◆ **Objective**:
Pick up the MongoDB Atlas tutorial below at the point where it ends, not the listing after it, and write what comes next.

MongoDB Atlas
Author: Ivy Bae
Peer Review : Haseom Shin, ro__o_jun
This is a part of LangChain Open Tutorial
Overview
This tutorial covers the initial setup process for users who are new to MongoDB Atlas.
If you're already familiar with MongoDB Atlas, you can skip the Initialization section.
All examples run on a free cluster, and once you add a collection to your database, you'll be ready to start.
You’ll learn preprocessing to preserve document structure after loading data from a The Little Prince file, how to add and delete documents to a collection, and manage vector store.
Once the documents added, you can learn how to query your data using semantic search, index updates for filtering, and MQL operators.
By the end of this tutorial, you'll be able to integrate PyMongo with LangChain and use VectorStore.
Table of Contents
References
Environment Setup
Set up the environment. You may refer to Environment Setup for more details.
[Note]
langchain-opentutorial
is a package that provides a set of easy-to-use environment setup, useful functions and utilities for tutorials.You can checkout the
langchain-opentutorial
for more details.
%%capture --no-stderr
%pip install langchain-opentutorial
# Install required packages
from langchain_opentutorial import package
package.install(
[
"langchain_openai",
"langsmith",
"langchain_core",
"langchain_community",
"langchain-mongodb",
"pymongo",
"certifi",
],
verbose=False,
upgrade=False,
)
[notice] A new release of pip is available: 24.1 -> 25.0.1
[notice] To update, run: pip install --upgrade pip
# Set environment variables
from langchain_opentutorial import set_env
set_env(
{
"OPENAI_API_KEY": "",
"LANGCHAIN_API_KEY": "",
"MONGODB_ATLAS_CLUSTER_URI": "",
"LANGCHAIN_TRACING_V2": "true",
"LANGCHAIN_ENDPOINT": "https://api.smith.langchain.com",
"LANGCHAIN_PROJECT": "07-MongoDB-Atlas",
}
)
Environment variables have been set successfully.
You can alternatively set API keys such as OPENAI_API_KEY
in a .env
file and load them.
[Note] This is not necessary if you've already set the required API keys in previous steps.

◆ **Stored rows**:
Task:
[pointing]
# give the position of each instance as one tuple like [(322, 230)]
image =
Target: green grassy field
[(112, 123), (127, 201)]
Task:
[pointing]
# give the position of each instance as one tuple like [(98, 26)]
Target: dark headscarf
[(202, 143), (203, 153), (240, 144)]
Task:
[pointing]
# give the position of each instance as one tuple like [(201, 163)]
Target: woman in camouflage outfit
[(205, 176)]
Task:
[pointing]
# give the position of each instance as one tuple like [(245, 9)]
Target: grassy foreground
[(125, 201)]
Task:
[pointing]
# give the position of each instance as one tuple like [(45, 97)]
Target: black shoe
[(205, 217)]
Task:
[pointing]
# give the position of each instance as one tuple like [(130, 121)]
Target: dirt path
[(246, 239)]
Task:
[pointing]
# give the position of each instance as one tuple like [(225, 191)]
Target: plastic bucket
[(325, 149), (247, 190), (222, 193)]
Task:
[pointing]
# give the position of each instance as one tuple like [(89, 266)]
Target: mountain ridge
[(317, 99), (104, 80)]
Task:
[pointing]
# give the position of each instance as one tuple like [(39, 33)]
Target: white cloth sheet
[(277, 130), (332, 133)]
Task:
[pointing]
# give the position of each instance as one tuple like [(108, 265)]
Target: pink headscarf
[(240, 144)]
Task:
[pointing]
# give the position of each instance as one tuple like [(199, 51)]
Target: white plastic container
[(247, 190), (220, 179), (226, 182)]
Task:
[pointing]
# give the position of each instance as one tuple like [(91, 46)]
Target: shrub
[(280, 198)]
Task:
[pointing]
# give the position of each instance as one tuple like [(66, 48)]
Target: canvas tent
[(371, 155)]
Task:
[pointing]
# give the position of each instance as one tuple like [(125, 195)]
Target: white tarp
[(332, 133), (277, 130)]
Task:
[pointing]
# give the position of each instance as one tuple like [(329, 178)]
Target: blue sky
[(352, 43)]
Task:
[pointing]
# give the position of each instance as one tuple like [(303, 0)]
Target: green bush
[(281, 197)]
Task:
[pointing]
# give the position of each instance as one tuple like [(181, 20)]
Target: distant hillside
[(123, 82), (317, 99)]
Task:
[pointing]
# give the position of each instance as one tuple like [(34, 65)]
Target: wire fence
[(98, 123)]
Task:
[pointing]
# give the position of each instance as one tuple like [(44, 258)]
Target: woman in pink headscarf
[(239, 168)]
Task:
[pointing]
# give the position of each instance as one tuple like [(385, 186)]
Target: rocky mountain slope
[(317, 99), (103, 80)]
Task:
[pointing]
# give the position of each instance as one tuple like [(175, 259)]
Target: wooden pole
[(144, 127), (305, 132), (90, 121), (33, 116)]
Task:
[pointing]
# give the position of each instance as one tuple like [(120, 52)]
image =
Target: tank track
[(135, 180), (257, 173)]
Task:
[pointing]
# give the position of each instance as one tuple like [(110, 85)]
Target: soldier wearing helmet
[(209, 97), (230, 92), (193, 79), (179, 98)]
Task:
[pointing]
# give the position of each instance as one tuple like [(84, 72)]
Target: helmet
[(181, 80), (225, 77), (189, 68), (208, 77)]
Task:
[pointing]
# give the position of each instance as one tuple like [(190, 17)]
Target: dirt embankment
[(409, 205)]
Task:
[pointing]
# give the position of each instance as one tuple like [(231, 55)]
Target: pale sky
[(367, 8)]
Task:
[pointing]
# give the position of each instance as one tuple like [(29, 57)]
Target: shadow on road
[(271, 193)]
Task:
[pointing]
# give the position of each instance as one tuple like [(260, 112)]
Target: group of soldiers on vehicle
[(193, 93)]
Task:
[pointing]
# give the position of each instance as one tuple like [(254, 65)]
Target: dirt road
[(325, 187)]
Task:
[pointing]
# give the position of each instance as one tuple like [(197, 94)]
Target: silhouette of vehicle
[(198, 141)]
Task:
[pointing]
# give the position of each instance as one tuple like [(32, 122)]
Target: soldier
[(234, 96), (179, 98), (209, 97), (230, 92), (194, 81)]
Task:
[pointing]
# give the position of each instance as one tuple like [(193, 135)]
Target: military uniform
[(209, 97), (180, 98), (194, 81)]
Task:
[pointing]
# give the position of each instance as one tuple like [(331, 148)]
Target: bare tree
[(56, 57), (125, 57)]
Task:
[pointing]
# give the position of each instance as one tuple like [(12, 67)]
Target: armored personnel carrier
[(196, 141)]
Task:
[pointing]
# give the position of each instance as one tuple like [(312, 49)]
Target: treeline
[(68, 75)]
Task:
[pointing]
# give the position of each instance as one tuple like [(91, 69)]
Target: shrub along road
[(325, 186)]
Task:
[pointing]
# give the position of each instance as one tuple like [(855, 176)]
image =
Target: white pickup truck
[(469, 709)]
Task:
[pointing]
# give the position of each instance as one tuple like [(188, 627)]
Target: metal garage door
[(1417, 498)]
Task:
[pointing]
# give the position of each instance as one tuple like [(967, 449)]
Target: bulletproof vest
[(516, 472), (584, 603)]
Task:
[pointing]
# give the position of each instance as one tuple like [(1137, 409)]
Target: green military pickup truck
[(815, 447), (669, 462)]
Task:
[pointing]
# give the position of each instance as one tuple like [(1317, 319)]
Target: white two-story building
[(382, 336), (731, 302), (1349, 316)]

◆ **Response to the exercise**:
MONGODB_ATLAS_CLUSTER_URI
is required to use MongoDB Atlas and is explained in the Connect to your cluster.
If you are already using MongoDB Atlas, you can set the cluster connection string to MONGODB_ATLAS_CLUSTER_URI
in your .env
file.
# Load API keys from .env file
from dotenv import load_dotenv
load_dotenv(override=True)
True
Initialization
MongoDB Atlas is a multi-cloud database service that provides an easy way to host and manage your data in the cloud.
After you register with and log in to Atlas, you can create a Free cluster.
Atlas can be started with Atlas CLI or Atlas UI.
Atlas CLI can be difficult to use if you're not used to working with development tools, so this tutorial will walk you through how to use Atlas UI.
Deploy a cluster
Please select the appropriate project in your Organization. If the project doesn't exist, you'll need to create it.
If you select a project, you can create a cluster.

Follow the procedure below to deploy a cluster
select Cluster: M0 Free cluster option
Note: You can deploy only one Free cluster per Atlas project
select Provider: M0 on AWS, GCP, and Azure
select Region
create a database user and add your IP address settings.
After you deploy a cluster, you can see the cluster you deployed as shown in the image below.

Connect to your cluster
Click Get connection string in the image above to get the cluster URI and set the value of MONGODB_ATLAS_CLUSTER_URI
in the .env
file.
The connection string resembles the following example:
mongodb+srv://[databaseUser]:[databasePassword]@[clusterName].[hostName].mongodb.net/?retryWrites=true&w=majority
Then go back to the Environment Setup and run the load_dotenv
function again.
Initialize MongoDBAtlas and MongoDBAtlasDocumentManager
MongoDBAtlas
manages MongoDB collections and vector store.
Internally, it connects to the cluster using PyMongo, the MongoDB python driver.
You can also create a vector store that integrates Atlas Vector Search and Langchain.
MongoDBAtlasDocumentManager
that handles document processing and CRUD operations in MongoDB Atlas.
Initialize MongoDB database and collection
A MongoDB database stores a collections of documents.
from utils.mongodb_atlas import MongoDBAtlas, MongoDBAtlasDocumentManager
DB_NAME = "langchain-opentutorial-db"
COLLECTION_NAME = "little-prince"
atlas = MongoDBAtlas(DB_NAME, COLLECTION_NAME)
document_manager = MongoDBAtlasDocumentManager(atlas=atlas)
You can browse collections to see the little-prince collection you just created and the sample data provided by Atlas.

In this tutorial, we will use the little-prince collection in the langchain-opentutorial-db database.
Atlas Vector Search Indexes
When performing vector search in Atlas, you must create an Atlas Vector Search Index.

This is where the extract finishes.